Provided text:
-----

World model // by Yann LeCun
Lots of confusion about what a world model is. Here is my definition:
- an observation x(t)
- a previous estimate of the state of the world s(t)
- an action proposal a(t)
- a latent variable proposal z(t)A world model computes:
- representation: h(t) = Enc(x(t))
- prediction: s(t+1) = Pred( h(t), s(t), z(t), a(t) )
- Enc() is an encoder (a trainable deterministic function, e.g. a neural net)
- Pred() is a hidden state predictor (also a trainable deterministic function).
- the latent variable z(t) represents the unknown information that would allow us to predict exactly what happens. It must be sampled from a distribution or or varied over a set. It parameterizes the set (or distribution) of plausible predictions.The trick is to train the entire thing from observation triplets (x(t),a(t),x(t+1)) while preventing the Encoder from collapsing to a trivial solution on which it ignores the input.
Auto-regressive generative models (such as LLMs) are a simplified special case in which
1. the Encoder is the identity function: h(t) = x(t),
2. the state is a window of past inputs
3. there is no action variable a(t)
4. x(t) is discrete
5. the Predictor computes a distribution over outcomes for x(t+1) and uses the latent z(t) to select one value from that distribution.
The equations reduce to:
s(t) = [x(t),x(t-1),…x(t-k)]
x(t+1) = Pred( s(t), z(t) )
There is no collapse issue in that case.

-----

Given records:
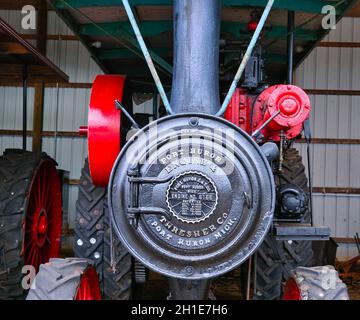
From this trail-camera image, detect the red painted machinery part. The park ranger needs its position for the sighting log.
[75,267,101,300]
[282,278,302,300]
[254,85,311,141]
[22,159,62,271]
[224,88,251,133]
[87,75,126,187]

-----

Task goal: Reproduce, word for word, the stretch of the world-model post from "- a previous" through "h(t) = Enc(x(t))".

Task response:
- a previous estimate of the state of the world s(t)
- an action proposal a(t)
- a latent variable proposal z(t)A world model computes:
- representation: h(t) = Enc(x(t))